- What you have to do -
Find every line in the rows below that contains the string "gear" and copy each one in full. Matching is case-sensitive.

- Provided records -
[START]
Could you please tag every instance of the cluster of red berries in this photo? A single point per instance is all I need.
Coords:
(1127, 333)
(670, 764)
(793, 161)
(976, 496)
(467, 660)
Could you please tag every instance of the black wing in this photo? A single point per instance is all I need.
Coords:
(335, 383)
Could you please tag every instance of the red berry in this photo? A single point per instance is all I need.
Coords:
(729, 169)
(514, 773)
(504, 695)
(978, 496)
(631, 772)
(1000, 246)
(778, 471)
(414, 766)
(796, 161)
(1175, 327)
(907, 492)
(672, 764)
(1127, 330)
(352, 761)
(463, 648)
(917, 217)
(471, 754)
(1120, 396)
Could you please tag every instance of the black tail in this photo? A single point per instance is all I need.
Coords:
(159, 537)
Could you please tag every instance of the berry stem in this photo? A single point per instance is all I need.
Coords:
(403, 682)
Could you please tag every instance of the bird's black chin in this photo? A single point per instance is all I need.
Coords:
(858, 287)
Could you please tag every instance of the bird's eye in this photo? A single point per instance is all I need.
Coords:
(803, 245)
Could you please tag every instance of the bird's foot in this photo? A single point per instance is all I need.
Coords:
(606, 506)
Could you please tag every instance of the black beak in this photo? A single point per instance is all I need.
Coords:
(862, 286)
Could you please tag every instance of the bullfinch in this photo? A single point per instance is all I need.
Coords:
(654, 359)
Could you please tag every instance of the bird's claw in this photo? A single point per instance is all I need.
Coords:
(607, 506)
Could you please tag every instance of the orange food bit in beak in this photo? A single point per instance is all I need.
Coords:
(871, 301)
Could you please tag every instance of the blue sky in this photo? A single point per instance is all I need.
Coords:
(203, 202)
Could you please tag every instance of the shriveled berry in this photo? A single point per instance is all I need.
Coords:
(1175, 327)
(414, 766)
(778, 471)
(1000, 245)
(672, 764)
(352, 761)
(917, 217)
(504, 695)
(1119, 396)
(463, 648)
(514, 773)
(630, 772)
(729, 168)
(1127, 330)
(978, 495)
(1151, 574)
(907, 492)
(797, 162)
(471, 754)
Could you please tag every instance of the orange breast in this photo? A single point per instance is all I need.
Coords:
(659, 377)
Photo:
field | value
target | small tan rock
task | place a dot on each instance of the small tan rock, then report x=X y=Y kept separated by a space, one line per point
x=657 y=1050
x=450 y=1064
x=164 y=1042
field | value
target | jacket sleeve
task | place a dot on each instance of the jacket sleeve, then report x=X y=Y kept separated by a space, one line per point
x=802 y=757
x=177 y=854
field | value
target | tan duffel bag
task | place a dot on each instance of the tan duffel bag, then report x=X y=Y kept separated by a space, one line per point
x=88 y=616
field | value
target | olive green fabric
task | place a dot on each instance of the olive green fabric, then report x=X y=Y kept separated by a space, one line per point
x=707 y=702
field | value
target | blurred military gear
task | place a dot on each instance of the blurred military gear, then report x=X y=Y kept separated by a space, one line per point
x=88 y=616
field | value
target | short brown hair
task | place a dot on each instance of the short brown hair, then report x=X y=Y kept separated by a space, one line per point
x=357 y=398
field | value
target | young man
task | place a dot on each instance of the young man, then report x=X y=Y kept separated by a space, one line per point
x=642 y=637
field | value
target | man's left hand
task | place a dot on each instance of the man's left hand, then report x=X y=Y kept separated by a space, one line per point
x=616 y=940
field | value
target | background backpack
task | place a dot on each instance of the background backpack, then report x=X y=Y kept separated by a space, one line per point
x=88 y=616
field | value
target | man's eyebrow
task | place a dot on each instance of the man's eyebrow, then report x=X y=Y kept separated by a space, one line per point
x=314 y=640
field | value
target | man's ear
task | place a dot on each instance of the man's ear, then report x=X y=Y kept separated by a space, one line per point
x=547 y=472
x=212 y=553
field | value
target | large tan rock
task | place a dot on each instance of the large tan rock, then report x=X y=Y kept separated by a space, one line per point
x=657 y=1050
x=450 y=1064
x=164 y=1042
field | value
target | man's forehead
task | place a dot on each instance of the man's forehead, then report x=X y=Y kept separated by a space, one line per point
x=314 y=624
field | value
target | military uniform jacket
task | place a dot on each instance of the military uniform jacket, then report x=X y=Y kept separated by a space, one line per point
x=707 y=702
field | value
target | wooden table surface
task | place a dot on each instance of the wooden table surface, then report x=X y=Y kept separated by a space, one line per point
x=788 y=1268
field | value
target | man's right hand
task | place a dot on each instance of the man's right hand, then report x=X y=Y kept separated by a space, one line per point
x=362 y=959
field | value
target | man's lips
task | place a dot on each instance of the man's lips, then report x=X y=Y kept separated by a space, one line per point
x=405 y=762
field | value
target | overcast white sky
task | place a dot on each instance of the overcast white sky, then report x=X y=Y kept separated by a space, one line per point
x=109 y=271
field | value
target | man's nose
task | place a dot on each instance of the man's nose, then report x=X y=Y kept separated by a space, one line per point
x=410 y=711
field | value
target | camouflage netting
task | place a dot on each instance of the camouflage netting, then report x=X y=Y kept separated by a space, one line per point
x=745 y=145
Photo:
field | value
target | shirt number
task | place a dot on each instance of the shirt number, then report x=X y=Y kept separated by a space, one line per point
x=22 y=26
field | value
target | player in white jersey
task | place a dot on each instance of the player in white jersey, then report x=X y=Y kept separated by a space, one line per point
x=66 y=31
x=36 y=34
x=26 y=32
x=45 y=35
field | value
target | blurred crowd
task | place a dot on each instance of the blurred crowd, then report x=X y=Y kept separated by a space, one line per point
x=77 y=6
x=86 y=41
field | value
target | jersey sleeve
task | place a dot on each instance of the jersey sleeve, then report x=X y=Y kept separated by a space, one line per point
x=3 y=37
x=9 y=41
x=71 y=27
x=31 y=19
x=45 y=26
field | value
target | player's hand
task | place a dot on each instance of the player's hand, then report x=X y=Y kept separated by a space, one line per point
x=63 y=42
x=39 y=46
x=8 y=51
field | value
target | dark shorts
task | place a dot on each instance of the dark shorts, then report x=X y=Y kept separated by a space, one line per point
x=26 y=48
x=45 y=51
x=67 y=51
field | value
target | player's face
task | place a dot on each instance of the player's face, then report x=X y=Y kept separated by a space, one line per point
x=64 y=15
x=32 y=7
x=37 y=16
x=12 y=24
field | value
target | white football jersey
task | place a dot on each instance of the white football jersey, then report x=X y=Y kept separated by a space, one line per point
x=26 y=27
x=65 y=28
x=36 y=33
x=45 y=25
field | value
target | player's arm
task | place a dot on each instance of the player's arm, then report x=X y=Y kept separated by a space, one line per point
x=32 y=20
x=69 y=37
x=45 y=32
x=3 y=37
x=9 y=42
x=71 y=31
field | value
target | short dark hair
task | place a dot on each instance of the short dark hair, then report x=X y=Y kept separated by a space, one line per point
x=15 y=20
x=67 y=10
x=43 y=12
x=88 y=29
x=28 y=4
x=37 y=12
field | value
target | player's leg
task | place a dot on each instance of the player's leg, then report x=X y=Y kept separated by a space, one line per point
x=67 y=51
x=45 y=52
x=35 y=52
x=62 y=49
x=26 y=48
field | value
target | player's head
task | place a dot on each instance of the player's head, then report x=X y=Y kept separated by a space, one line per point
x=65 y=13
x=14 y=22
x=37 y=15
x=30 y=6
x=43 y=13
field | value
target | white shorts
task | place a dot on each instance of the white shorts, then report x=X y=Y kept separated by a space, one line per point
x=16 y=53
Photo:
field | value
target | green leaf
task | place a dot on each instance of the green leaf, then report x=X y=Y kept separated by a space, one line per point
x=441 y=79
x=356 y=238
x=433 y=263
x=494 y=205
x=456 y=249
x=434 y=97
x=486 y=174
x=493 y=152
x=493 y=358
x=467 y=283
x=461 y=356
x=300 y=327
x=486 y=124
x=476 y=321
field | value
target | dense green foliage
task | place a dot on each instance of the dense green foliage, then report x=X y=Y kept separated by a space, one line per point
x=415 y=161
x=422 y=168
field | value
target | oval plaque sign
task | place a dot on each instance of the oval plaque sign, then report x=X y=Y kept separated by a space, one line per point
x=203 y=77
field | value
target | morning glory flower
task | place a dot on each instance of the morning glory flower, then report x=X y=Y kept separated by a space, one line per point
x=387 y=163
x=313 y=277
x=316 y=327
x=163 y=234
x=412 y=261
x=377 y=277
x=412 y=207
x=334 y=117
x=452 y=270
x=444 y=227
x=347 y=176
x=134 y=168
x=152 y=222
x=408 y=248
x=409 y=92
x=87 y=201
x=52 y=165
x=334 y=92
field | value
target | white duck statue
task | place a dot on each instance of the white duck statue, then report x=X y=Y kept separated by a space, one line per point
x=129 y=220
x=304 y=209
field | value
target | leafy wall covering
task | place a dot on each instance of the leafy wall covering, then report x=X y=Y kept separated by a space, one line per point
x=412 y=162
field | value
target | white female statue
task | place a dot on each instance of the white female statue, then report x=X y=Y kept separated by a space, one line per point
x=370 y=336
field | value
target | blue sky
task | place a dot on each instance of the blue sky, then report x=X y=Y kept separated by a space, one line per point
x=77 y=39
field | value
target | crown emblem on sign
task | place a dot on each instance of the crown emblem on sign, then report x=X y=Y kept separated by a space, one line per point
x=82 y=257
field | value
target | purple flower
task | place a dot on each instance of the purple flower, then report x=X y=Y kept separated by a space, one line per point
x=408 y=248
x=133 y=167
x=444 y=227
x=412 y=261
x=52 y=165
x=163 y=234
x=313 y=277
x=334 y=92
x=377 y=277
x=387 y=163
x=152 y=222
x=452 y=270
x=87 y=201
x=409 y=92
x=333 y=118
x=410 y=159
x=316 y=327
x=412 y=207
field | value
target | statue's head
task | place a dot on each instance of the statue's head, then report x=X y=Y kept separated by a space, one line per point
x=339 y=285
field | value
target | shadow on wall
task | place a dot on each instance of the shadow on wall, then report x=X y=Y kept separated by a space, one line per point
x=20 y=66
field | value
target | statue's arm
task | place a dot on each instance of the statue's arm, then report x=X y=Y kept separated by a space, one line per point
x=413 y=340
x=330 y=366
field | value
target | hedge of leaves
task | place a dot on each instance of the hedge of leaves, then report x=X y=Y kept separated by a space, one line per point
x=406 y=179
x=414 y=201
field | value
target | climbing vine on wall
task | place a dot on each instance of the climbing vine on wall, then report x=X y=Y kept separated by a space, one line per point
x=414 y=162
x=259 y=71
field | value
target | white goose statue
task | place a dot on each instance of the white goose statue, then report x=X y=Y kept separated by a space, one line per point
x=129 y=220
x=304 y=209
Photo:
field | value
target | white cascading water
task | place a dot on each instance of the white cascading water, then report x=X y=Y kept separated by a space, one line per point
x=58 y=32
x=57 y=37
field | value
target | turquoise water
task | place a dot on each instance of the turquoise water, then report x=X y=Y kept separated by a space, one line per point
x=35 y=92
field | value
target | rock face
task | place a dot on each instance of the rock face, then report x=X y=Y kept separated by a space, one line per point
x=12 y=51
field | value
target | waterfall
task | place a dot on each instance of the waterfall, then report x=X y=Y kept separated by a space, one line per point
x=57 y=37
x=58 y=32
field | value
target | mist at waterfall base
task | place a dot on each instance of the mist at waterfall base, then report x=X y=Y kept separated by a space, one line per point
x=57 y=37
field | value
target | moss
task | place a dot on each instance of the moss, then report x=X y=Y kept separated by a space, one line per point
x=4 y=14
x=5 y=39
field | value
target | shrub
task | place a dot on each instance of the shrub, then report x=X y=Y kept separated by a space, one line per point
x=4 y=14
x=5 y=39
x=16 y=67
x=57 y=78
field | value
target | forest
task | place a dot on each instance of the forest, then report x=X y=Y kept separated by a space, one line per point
[END]
- Task response -
target | blurred military gear
task | place a dot on each instance of the blurred military gear, then report x=X y=Y kept separated by a space, one line per point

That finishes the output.